### Task
Here, the job is to give back every entry below unchanged, omitting pictures.

(Beginning of Information provided)

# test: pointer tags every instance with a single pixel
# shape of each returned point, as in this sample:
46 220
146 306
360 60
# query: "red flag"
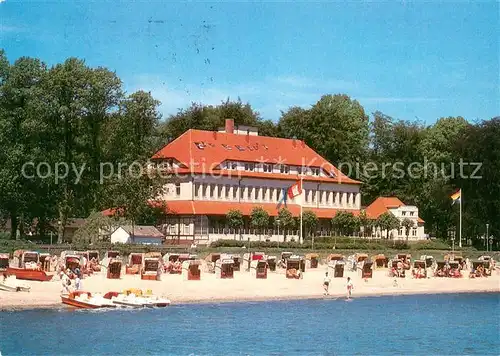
295 190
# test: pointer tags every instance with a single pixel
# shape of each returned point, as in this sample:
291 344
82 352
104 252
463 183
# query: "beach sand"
245 287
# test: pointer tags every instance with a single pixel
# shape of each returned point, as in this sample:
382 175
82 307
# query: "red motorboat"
85 300
29 274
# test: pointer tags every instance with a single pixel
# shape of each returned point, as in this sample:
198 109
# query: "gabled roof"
203 151
382 205
139 231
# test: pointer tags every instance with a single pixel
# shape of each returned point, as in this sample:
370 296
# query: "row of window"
270 168
266 194
330 198
413 232
412 213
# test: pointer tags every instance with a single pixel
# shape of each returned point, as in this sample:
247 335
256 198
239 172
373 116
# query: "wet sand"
245 287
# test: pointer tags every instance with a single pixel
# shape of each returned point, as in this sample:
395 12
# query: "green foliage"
96 228
285 221
365 223
407 224
340 243
310 221
213 117
77 115
259 218
234 220
336 127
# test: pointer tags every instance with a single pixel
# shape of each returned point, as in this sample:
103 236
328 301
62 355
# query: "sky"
410 60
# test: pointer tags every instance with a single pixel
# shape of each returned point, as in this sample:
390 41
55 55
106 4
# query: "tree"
407 224
259 219
286 221
97 226
211 118
310 221
336 127
365 222
345 222
134 192
234 219
19 123
388 222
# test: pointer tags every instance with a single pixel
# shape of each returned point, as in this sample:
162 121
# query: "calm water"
405 325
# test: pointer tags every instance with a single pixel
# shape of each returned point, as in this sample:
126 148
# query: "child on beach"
78 283
326 283
350 287
65 283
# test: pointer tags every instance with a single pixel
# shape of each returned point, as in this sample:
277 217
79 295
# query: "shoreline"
14 307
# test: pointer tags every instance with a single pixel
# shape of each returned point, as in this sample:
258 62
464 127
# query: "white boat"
158 301
11 284
85 300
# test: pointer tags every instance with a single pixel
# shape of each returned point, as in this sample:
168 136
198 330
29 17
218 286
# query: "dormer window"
284 168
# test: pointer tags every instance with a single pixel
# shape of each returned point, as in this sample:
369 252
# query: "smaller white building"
146 235
401 211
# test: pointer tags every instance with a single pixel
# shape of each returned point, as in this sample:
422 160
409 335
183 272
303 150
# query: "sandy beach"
245 287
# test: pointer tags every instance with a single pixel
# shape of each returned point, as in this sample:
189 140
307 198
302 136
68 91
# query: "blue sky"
410 60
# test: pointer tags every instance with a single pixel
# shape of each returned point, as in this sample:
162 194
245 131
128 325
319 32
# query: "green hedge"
343 243
10 246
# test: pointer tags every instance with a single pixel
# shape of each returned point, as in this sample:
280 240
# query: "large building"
235 168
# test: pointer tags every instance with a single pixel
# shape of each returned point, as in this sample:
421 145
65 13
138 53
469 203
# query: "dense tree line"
81 116
64 130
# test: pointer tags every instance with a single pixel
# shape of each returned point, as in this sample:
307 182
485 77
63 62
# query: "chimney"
229 126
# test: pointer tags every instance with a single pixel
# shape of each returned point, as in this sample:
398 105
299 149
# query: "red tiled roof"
203 151
189 207
382 205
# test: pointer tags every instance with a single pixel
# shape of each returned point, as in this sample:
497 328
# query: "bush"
4 236
431 245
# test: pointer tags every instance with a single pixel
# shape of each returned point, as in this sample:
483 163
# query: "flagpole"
301 203
460 232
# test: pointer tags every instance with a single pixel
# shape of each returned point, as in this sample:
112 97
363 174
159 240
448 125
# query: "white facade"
122 236
258 190
417 232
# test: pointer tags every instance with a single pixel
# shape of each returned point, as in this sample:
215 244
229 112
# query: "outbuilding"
146 235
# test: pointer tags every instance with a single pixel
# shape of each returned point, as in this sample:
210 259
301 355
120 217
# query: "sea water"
404 325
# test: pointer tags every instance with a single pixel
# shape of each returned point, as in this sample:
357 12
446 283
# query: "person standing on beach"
65 283
350 287
326 283
78 282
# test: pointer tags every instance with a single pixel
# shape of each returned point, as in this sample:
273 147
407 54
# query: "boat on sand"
11 284
147 298
85 300
131 300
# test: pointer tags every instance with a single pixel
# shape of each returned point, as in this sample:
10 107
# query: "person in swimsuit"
350 287
326 283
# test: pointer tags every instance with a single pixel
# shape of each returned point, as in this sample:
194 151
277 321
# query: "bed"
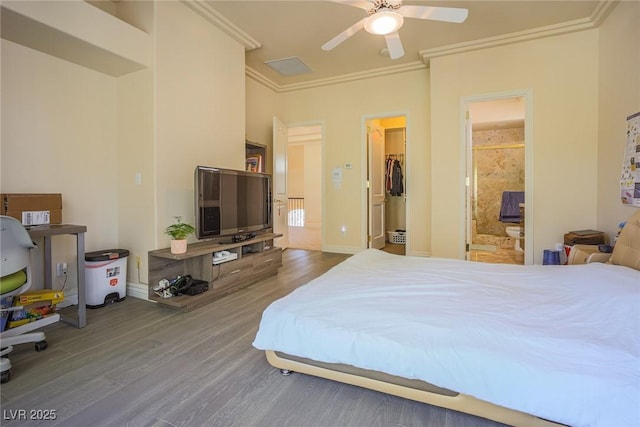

(End of Information provided)

### Solution
# test: pointer tags every instance with a single pixel
# shape of each returned point, as in this sample:
46 220
146 306
360 60
# query: "red flag"
295 190
# test: pointer tags every instance with a single pixel
# shape of each returned point, as in this sample:
291 344
82 352
104 252
463 183
# query: "beach sand"
245 287
# test: pointer tags every instance with a single pixel
# shape of each returned point, as in this sample:
382 175
82 307
# query: "red motorboat"
85 300
29 274
# test: pointer tags every instance with a single pixel
# shape of each returned point, as in this sample:
198 109
# query: "gabled roof"
203 151
382 205
139 231
# test: pointer tags every instance with a single pixel
# shape of each returned point, as in this sample:
370 296
# query: "row of window"
270 168
266 194
330 198
413 232
412 213
# test: pointer tags every instance with a single pixel
# shape of each returned point, as in this sample:
247 335
256 198
239 172
373 116
# query: "wet sand"
245 287
# test: pointer tags every instance with a single pixel
# shape of each returned point, as in this sample:
395 12
# query: "green foliage"
96 228
285 221
365 223
407 224
340 243
310 221
213 117
77 115
259 218
234 220
336 127
# test: pointer tags every instance with a single pixel
# shape of each returned point, as in this sample:
103 236
328 301
62 355
# query: "sky"
410 60
# test: pointer tags every instance with a single pixel
# shape of each returned point, as in this sample:
390 41
55 55
106 4
# query: "tree"
407 224
259 219
286 221
97 226
211 118
310 221
336 127
365 222
345 222
134 192
234 219
19 123
388 222
# test: pointer tags every instance with a single pixel
# shape of each returned point, as in this sample:
162 121
# query: "calm water"
405 325
# test: pointer tags every instance with a single pixel
# shape of each returned point, as in this sample:
126 148
# query: "child on beach"
78 283
326 283
350 287
65 283
# test: pointer tags every instance with a single pixel
# shape of each returned point, as in this sample:
277 217
79 295
# query: "shoreline"
14 307
# test: pointer tags every instance with a single pixel
# shape of each returned point, as in this sample:
258 62
464 127
# query: "white boat"
158 301
11 284
85 300
# test: pointer tags every instance with a single pixel
# shape of each returned point, as in this sample:
168 136
198 330
29 17
218 286
# query: "dormer window"
284 168
# test: pointer tags every instance with a single pixel
# shape of each returned point, as in this sample:
369 252
# query: "smaller white building"
146 235
401 211
# test: pointer tags every instance with a single pixel
# shape of each returned point, as in this sample:
422 160
409 335
183 272
303 150
# query: "sandy beach"
245 287
# test: pointer tags every instance with a single pixel
# shape of each returned point, as in this sample:
189 140
307 198
302 136
68 91
# query: "blue sky"
410 60
# test: pointer tags every instance with a single pixel
# shape of each returned point, as in this sample:
162 194
245 131
128 325
319 32
# query: "green hedge"
343 243
10 246
# test: pointer tags every instance with a single pixel
# shape of each returned point, as in this sample:
280 240
# query: "large building"
235 168
# test: pointer tags every instance with a single pixel
# shape of each returned point, as in this sample:
421 145
65 13
138 53
469 203
# query: "dense tree line"
81 116
64 130
# test: pointer tags every instance with a single pixel
# shape of each returned point, as in this sample:
307 182
485 77
63 62
# query: "chimney"
229 126
# test: pointer tags every instance with a single pixel
# shape of each returned point, as in this sample:
398 105
299 149
# query: "red tiled roof"
203 151
189 207
382 205
# test: pointer tags every instance with a single pixel
# shape of each returned point, as in this sample:
497 328
# query: "bush"
4 236
431 245
# test: pointer tags every instance with a single pixel
# shape of each returned point, as in this sample:
483 163
# query: "flagpole"
301 203
460 232
# test: pointer tags every instance with a single pixel
# shape of each returned point, as in this sample:
112 97
363 174
159 240
448 125
# query: "white facade"
122 236
258 190
417 232
# test: pointer tags every instance with a single pixel
# shape of each returned point, as in this sample:
215 244
229 112
# query: "outbuilding"
146 235
# test: pointer tags every instance with a single pixel
# shape of each returned point, as in this sample:
210 259
301 355
120 217
# query: "sea water"
404 325
# test: pointer tags every instance with a single pixel
# shape of each returned point, as in this sample:
357 12
446 283
# query: "person standing on beach"
65 283
350 287
326 283
78 282
# test: pointer tags every instance with a single pixel
# shape of each returned point, as in this sample:
273 147
407 54
# query: "boat on sand"
11 284
147 298
85 300
131 300
# test: pointer tags every instance with a single pixel
# shape of each returned point, as in this sample:
10 107
# query: "person in swimsuit"
350 287
326 283
# test: pointer tags every instance with a single pixel
# shape of each returned point, as in this sample:
194 151
277 321
# query: "bed"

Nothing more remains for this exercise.